■ **DATA**
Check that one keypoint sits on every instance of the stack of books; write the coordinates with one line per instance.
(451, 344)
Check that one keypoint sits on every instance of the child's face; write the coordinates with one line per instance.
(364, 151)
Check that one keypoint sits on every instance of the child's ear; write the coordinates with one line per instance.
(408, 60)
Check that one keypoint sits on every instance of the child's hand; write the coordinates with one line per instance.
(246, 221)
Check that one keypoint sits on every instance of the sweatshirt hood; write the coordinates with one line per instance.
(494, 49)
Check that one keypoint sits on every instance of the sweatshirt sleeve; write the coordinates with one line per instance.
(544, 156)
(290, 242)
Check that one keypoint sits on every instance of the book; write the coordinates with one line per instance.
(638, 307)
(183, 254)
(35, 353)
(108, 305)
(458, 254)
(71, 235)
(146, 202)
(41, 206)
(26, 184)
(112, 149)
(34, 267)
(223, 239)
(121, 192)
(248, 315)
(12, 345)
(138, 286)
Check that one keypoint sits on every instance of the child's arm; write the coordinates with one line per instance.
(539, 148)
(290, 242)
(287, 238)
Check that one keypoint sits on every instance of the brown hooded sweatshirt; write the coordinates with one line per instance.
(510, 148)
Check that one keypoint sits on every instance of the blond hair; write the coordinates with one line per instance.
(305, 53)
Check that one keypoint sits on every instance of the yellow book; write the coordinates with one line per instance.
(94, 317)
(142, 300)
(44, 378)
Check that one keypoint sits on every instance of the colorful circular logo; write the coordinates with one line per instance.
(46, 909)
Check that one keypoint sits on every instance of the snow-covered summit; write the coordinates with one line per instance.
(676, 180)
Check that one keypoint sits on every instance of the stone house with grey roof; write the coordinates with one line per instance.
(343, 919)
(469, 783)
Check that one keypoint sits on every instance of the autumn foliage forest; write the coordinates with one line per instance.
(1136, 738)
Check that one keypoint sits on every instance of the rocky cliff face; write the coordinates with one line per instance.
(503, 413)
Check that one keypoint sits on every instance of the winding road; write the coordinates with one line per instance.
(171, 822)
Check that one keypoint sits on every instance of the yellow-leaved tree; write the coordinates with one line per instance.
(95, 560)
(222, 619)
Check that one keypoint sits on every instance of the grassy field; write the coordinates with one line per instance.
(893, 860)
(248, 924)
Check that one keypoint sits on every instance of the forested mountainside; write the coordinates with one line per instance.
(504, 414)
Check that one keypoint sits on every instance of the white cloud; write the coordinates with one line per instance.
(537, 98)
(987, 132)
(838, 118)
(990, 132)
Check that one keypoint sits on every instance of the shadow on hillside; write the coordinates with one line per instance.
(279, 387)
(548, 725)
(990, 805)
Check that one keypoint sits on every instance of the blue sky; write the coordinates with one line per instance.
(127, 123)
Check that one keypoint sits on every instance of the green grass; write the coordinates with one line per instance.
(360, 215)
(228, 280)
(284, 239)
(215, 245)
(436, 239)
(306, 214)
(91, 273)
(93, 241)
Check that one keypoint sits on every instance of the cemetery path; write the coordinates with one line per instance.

■ **EXERCISE PROMPT**
Repeat the lines above verbatim, starting with the line containing "of the snow-covered" and ending with the line containing "(1136, 738)", both included.

■ **THE ANSWER**
Check that one keypoint sits on every instance of the snow-covered summit; write the coordinates with one line per instance.
(676, 180)
Check that one keypoint sits on every instance of the stone house with grey roof; write the coordinates with one line per instance.
(343, 919)
(469, 783)
Check that one keypoint sits on every instance of the autumn foliage forest; write the coordinates with one line per instance.
(1136, 738)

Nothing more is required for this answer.